**Challenge**
Extract every row below and reproduce each one character for character, with nothing altered, added or left out.

^^^^

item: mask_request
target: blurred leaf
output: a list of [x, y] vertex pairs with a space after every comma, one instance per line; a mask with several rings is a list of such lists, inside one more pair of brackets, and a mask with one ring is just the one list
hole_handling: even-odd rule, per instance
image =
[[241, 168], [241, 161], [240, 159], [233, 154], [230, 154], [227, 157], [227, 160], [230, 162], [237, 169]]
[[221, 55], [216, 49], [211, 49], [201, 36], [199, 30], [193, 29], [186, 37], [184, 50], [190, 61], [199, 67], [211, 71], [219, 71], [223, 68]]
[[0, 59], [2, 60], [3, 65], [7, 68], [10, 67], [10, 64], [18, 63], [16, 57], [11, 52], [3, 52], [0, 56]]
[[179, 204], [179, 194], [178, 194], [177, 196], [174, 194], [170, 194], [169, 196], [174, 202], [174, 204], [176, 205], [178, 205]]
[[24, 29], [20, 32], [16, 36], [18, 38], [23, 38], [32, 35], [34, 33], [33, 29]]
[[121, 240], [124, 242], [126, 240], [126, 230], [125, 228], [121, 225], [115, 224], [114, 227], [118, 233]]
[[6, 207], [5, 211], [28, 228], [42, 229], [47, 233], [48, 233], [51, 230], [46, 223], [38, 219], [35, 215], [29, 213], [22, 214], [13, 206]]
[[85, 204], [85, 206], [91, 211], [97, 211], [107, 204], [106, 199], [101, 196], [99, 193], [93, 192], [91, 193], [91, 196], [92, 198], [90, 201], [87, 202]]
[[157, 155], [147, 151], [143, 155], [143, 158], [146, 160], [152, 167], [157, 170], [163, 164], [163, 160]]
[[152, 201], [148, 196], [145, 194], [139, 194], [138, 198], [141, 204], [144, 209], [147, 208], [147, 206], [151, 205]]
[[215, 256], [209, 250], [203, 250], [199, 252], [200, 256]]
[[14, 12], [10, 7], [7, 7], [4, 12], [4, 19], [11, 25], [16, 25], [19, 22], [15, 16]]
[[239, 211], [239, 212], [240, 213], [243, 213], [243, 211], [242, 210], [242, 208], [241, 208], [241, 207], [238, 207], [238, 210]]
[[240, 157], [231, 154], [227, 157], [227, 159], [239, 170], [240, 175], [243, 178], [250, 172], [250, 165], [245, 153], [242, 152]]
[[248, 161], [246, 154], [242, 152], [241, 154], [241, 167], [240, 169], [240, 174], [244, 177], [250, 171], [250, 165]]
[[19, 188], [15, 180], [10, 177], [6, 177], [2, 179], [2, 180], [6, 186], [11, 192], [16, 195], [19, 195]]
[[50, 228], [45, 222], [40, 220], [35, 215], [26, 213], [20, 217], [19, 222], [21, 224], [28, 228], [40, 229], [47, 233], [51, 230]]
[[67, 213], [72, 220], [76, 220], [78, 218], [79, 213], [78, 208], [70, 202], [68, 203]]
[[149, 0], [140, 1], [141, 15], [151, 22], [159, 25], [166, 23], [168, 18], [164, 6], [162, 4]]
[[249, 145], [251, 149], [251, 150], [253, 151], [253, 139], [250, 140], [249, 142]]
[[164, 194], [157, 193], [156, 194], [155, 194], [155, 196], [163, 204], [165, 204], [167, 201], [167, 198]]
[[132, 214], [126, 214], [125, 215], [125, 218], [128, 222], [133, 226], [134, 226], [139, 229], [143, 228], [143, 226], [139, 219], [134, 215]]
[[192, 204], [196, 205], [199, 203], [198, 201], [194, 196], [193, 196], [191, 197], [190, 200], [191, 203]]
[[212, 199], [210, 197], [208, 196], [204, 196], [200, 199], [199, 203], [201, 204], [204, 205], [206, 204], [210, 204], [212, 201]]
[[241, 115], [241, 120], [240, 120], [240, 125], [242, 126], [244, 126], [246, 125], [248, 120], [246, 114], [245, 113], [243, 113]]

^^^^

**Correct output**
item: mask_request
target: blurred leaf
output: a list of [x, y] vertex pairs with a space after every comma, one instance per line; a mask with several rings is a list of such lists, inside one more pair of brackets, and a mask with one ring is just the one list
hole_handling: even-odd rule, per instance
image =
[[241, 168], [241, 161], [240, 159], [233, 154], [230, 154], [227, 157], [227, 160], [230, 162], [237, 169]]
[[221, 55], [216, 49], [211, 49], [201, 36], [199, 30], [193, 29], [186, 37], [184, 50], [190, 61], [199, 67], [211, 71], [219, 71], [223, 68]]
[[0, 59], [2, 60], [3, 65], [7, 68], [10, 67], [10, 64], [18, 63], [16, 57], [11, 52], [3, 52], [0, 56]]
[[179, 204], [179, 194], [178, 194], [177, 196], [174, 194], [170, 194], [169, 196], [174, 202], [174, 204], [176, 205], [178, 205]]
[[24, 29], [20, 32], [16, 36], [18, 38], [23, 38], [32, 35], [34, 33], [33, 29]]
[[121, 240], [124, 242], [126, 240], [126, 230], [125, 228], [121, 225], [115, 224], [114, 227], [118, 233]]
[[6, 207], [5, 211], [28, 228], [42, 229], [47, 233], [48, 233], [51, 230], [46, 223], [38, 219], [35, 215], [29, 213], [22, 214], [13, 206]]
[[85, 204], [85, 206], [91, 211], [97, 211], [107, 204], [106, 199], [101, 196], [99, 193], [93, 192], [91, 193], [91, 196], [92, 198], [90, 201], [87, 202]]
[[157, 155], [147, 151], [143, 155], [143, 158], [146, 160], [152, 167], [157, 170], [163, 164], [163, 160]]
[[152, 201], [148, 196], [145, 194], [139, 194], [138, 198], [141, 204], [144, 209], [147, 208], [147, 206], [151, 205]]
[[215, 256], [209, 250], [203, 250], [199, 252], [200, 256]]
[[14, 12], [10, 7], [7, 7], [4, 12], [4, 19], [11, 25], [16, 25], [19, 22], [15, 16]]
[[239, 211], [239, 212], [240, 213], [243, 213], [243, 211], [242, 210], [242, 208], [241, 208], [241, 207], [238, 207], [238, 210]]
[[240, 157], [231, 154], [227, 157], [227, 159], [239, 170], [240, 175], [243, 178], [250, 172], [250, 165], [245, 153], [242, 152]]
[[248, 161], [246, 154], [242, 152], [241, 154], [241, 167], [240, 169], [240, 174], [244, 177], [250, 171], [250, 165]]
[[19, 188], [15, 180], [10, 177], [6, 177], [2, 179], [2, 180], [6, 186], [11, 192], [16, 195], [19, 195]]
[[50, 228], [45, 222], [40, 220], [35, 215], [26, 213], [20, 217], [19, 222], [21, 224], [28, 228], [40, 229], [47, 233], [51, 230]]
[[67, 213], [72, 220], [76, 220], [78, 218], [79, 213], [78, 208], [70, 202], [68, 203]]
[[149, 0], [140, 1], [141, 15], [151, 22], [159, 25], [166, 23], [168, 18], [164, 6], [162, 4]]
[[249, 145], [251, 149], [251, 150], [253, 151], [253, 139], [250, 140], [249, 142]]
[[164, 194], [157, 193], [156, 194], [155, 194], [155, 196], [163, 204], [165, 204], [167, 201], [167, 198]]
[[132, 214], [126, 214], [125, 215], [125, 218], [128, 222], [133, 226], [134, 226], [139, 229], [143, 228], [143, 226], [139, 219], [134, 215]]
[[192, 204], [196, 205], [199, 203], [198, 201], [194, 196], [193, 196], [191, 197], [190, 200], [191, 203]]
[[212, 199], [210, 197], [208, 196], [204, 196], [200, 199], [199, 203], [201, 204], [204, 205], [206, 204], [210, 204], [212, 201]]
[[241, 115], [241, 120], [240, 120], [240, 125], [242, 126], [244, 126], [246, 125], [248, 120], [246, 114], [245, 113], [243, 113]]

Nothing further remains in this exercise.